▶ _Information supplied_:
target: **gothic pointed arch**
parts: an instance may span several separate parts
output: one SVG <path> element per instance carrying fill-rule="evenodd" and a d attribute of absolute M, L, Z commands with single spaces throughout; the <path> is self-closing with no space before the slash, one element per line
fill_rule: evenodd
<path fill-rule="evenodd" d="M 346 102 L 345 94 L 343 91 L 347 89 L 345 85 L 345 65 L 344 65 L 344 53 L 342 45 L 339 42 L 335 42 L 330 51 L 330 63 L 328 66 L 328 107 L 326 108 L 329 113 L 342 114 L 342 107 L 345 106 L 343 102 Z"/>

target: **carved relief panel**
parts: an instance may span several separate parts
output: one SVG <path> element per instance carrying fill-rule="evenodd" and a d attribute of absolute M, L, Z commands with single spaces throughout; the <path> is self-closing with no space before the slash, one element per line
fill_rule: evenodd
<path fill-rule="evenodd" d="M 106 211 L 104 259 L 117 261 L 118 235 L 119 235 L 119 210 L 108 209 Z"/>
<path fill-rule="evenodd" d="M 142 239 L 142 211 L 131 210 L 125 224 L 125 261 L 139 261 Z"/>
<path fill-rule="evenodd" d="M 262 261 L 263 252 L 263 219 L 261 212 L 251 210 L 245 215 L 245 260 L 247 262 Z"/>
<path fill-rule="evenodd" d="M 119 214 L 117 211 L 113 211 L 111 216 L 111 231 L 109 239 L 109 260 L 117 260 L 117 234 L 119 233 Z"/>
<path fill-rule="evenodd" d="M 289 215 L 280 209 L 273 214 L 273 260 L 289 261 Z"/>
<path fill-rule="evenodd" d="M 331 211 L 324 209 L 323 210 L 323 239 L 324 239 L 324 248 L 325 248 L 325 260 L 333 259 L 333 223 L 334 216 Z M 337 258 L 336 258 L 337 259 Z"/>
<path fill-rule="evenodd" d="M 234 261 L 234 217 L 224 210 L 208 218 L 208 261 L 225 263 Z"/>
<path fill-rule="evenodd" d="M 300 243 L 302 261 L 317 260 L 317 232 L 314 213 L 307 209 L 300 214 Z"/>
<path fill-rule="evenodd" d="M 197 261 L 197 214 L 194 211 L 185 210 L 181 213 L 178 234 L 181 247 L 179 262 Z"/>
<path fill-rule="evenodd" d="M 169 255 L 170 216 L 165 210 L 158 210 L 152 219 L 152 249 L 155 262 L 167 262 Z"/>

▶ _Direction_: Give every line of the material above as a Markdown table with the columns Row and Text, numbering the rows in order and leaving out blank lines.

▶ _The completed task_:
| Row | Text |
|---|---|
| 1 | target: **gothic pointed arch** |
| 2 | parts: an instance may span several separate parts |
| 3 | output: one SVG <path> element per instance carrying fill-rule="evenodd" and a d attribute of absolute M, L, Z commands with single spaces throughout; the <path> is self-closing with no space before the slash, one element per line |
| 4 | fill_rule: evenodd |
| 5 | <path fill-rule="evenodd" d="M 346 102 L 345 94 L 343 91 L 347 89 L 345 85 L 345 65 L 344 65 L 344 53 L 342 45 L 339 42 L 335 42 L 330 51 L 330 63 L 328 66 L 328 107 L 326 108 L 329 113 L 342 114 L 342 107 L 345 106 L 343 102 Z"/> |
| 6 | target: **carved relief panel** |
| 7 | parts: an instance may span several separate parts |
| 8 | output: one SVG <path> element per instance carrying fill-rule="evenodd" and a d attribute of absolute M, L, Z commands with single spaces throughout; the <path> is self-closing with no space before the slash, one element per line |
| 9 | fill_rule: evenodd |
| 10 | <path fill-rule="evenodd" d="M 106 211 L 104 259 L 117 261 L 118 235 L 119 235 L 119 210 L 108 209 Z"/> |
| 11 | <path fill-rule="evenodd" d="M 142 239 L 142 211 L 131 210 L 125 224 L 125 261 L 139 261 Z"/> |
| 12 | <path fill-rule="evenodd" d="M 262 261 L 263 252 L 263 219 L 261 212 L 251 210 L 245 215 L 245 260 L 247 262 Z"/> |
| 13 | <path fill-rule="evenodd" d="M 119 214 L 117 211 L 113 211 L 111 216 L 111 231 L 109 239 L 109 260 L 117 260 L 117 234 L 119 233 Z"/> |
| 14 | <path fill-rule="evenodd" d="M 289 215 L 280 209 L 273 214 L 273 260 L 289 261 Z"/> |
| 15 | <path fill-rule="evenodd" d="M 331 211 L 324 209 L 323 210 L 323 239 L 324 239 L 324 248 L 325 248 L 325 260 L 333 259 L 333 223 L 334 216 Z M 337 258 L 336 258 L 337 259 Z"/> |
| 16 | <path fill-rule="evenodd" d="M 234 261 L 234 217 L 224 210 L 208 218 L 208 261 L 225 263 Z"/> |
| 17 | <path fill-rule="evenodd" d="M 300 243 L 302 261 L 317 260 L 317 232 L 314 213 L 307 209 L 300 214 Z"/> |
| 18 | <path fill-rule="evenodd" d="M 197 261 L 197 214 L 194 211 L 185 210 L 181 213 L 178 234 L 181 247 L 179 262 Z"/> |
| 19 | <path fill-rule="evenodd" d="M 169 255 L 170 216 L 165 210 L 158 210 L 152 219 L 152 249 L 155 262 L 167 262 Z"/> |